------ DATA TO PROCESS

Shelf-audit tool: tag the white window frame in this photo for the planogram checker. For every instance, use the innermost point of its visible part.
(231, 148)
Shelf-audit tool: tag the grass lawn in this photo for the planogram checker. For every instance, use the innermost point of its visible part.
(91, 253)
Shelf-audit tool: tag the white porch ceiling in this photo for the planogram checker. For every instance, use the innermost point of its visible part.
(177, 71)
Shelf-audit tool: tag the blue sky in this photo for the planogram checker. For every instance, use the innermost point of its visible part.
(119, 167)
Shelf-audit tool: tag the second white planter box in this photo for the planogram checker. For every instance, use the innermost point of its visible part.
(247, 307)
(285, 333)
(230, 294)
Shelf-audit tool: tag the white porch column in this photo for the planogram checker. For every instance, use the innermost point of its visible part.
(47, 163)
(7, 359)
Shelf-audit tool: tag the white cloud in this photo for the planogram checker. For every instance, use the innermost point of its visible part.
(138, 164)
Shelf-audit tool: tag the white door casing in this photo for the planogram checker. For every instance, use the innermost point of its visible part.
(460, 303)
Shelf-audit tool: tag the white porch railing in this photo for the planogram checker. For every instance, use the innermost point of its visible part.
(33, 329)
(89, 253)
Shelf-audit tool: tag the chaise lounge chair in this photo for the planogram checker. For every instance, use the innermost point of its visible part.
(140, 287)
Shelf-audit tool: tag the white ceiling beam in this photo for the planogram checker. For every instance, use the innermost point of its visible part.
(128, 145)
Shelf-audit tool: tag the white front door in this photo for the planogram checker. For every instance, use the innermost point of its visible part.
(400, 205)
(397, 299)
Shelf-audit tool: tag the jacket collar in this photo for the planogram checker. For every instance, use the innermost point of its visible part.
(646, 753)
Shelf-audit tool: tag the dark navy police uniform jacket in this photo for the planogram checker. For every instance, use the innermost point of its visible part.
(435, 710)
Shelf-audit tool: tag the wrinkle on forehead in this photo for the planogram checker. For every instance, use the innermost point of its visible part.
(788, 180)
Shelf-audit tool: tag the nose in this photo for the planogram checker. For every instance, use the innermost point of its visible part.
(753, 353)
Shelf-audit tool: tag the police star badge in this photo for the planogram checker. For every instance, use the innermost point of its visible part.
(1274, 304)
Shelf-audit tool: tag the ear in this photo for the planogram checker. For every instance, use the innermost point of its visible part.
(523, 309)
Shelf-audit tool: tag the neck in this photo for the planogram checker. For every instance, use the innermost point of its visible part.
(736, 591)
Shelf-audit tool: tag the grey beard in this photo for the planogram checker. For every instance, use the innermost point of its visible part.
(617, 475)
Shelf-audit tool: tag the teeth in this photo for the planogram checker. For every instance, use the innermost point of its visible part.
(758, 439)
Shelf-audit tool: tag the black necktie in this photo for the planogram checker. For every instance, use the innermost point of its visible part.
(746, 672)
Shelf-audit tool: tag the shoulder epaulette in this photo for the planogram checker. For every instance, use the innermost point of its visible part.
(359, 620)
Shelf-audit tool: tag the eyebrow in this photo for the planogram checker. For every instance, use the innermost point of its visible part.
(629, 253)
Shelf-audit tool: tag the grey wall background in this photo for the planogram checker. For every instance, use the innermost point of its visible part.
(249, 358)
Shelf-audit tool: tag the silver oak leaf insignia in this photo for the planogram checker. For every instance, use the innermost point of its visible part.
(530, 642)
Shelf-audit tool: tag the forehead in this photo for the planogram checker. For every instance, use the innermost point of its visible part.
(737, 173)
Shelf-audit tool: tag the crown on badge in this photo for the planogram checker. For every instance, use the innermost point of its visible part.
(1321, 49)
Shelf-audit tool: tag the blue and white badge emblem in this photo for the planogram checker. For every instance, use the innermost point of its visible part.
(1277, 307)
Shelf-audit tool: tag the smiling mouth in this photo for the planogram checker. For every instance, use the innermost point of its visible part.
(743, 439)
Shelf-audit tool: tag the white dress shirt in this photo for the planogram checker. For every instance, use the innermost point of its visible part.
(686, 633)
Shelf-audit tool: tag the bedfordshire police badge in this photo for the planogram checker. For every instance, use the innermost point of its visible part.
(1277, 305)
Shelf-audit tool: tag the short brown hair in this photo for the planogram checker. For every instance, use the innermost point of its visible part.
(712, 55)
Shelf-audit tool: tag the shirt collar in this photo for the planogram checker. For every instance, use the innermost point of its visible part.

------------

Nothing should be left out: return all of the records exactly.

Shelf-audit tool: tag the white window frame in this photo for the planogram checker. For every instance, use the innermost point of its visible part.
(231, 148)
Shelf-audit tool: tag the grass lawn in this photo for the planogram checker. For every instance, use the innermost point of its visible part.
(91, 253)
Shelf-audit tool: tag the white porch ceiling in this photo for the planogram checker. For every instance, use the innermost point of its visible part.
(177, 71)
Shelf-audit tool: tag the blue sky in this photo for the planogram checker. For every instance, use the innermost point of its visible part.
(119, 167)
Shelf-audit tool: tag the second white planter box in this photo for the planogram checker. For every instance, use the innermost point of its visible part.
(247, 307)
(285, 333)
(230, 294)
Shelf-audit tool: tag the white porch column in this photo for the planogram checker. For every instance, use the innermost point of its visible part.
(47, 163)
(7, 359)
Shelf-audit tool: tag the white cloud in this photo for the planogram checker. For every instance, use the innermost point of its visible part.
(138, 164)
Shelf-audit tool: tag the white door casing in this photo for the planogram checker. For every instance, use the innermost point of its visible part.
(460, 303)
Shelf-audit tool: tag the white porch railing in this photo for the planogram checker. For every instance, use the innermost point of its visible part.
(33, 329)
(89, 253)
Shelf-audit tool: tag the chaise lounge chair in this photo for the planogram checker. For every instance, use the innermost point of its visible part.
(140, 287)
Shelf-audit tool: tag the white ceiling beam in this photo for the planogram checker. For every instance, use the innermost point of its visible part.
(128, 145)
Shelf-audit tool: tag the white front door in this photo for the planogram checker. For every instance, use the innermost point of its visible part.
(400, 205)
(397, 299)
Shelf-audit tool: tag the jacket collar in this photo for the planogram checker. For every instance, use the innermost point of its visible part.
(646, 753)
Shelf-audit tool: tag the dark navy police uniform jacket in this photo for the planogram checker. For every instance, use the innermost point of its visible part.
(435, 710)
Shelf-audit tool: tag the wrinkle on forehead in this photo for the planogram checker. For every instance, use the innermost point of its visible part.
(788, 180)
Shelf-audit tool: tag the nose in this photo for the planogram checker. For every instance, use the innermost point of its visible part.
(753, 353)
Shelf-audit tool: tag the police star badge in this photo for the planogram checker. For every instance, use the innermost point of its visible part.
(1274, 304)
Shelf-audit tool: tag the ear in this photo for the planogram checker. For every instance, use the innermost point of its visible part.
(523, 309)
Shelf-audit tool: tag the neck in this photo for the planogram checker. For every instance, use the innermost point of its visible part.
(736, 591)
Shelf-audit tool: tag the grey beard in this photo for the planogram checker. For every instance, use the innermost point of its visible part.
(617, 475)
Shelf-audit tool: tag the teeth in this photo for the planogram checker. For every instance, use the innermost point of its visible part.
(758, 439)
Shelf-audit tool: tag the black necktie in this photo for the planogram checker. For every instance, use the innermost point of its visible part.
(746, 672)
Shelf-audit tool: tag the shoulder epaulette in this photo for the planogram checker. For every instance, use the innermost point of its visible part.
(359, 620)
Shelf-audit tool: tag the eyebrow in this photo for the planogram checker. For every instance, use the innermost point of its visible part.
(629, 253)
Shelf-audit tool: tag the grey wall background in this photo for the planogram checker. For every instance, use the innermost point of its visible part.
(249, 358)
Shelf-audit tool: tag the silver oak leaf insignia in this photo for the planogram checker. For every instance, use the innermost point of its visible part.
(530, 642)
Shelf-audit tool: tag the forehead in this photo for the planogram checker. For every instance, use the innermost point of its visible part.
(737, 173)
Shelf-audit tool: tag the crown on badge in this photo for the planogram checker. For every instance, use the innermost point of its visible part.
(1321, 49)
Shelf-audit tool: tag the blue and white badge emblem in this photo for the planogram checker. For every instance, use the innermost point of its visible part.
(1277, 307)
Shelf-audit tool: tag the smiling mouth in this photo for the planogram checker. For every instance, use the innermost point of its visible part.
(743, 439)
Shelf-audit tool: tag the white dress shirt in this photo for the planogram checker. For every instance, use the innermost point of its visible part.
(686, 633)
Shelf-audit tool: tag the bedfordshire police badge in this photo for the planogram checker. For every instance, use the innermost point of its visible part.
(1277, 305)
Shelf-audit tool: tag the short brown hair in this photo for the planogram checker. For every instance, use the innermost point of its visible part.
(712, 55)
Shelf-audit tool: tag the shirt collar in this photo for the planogram checker. For every instance, use the innermost point of its visible part.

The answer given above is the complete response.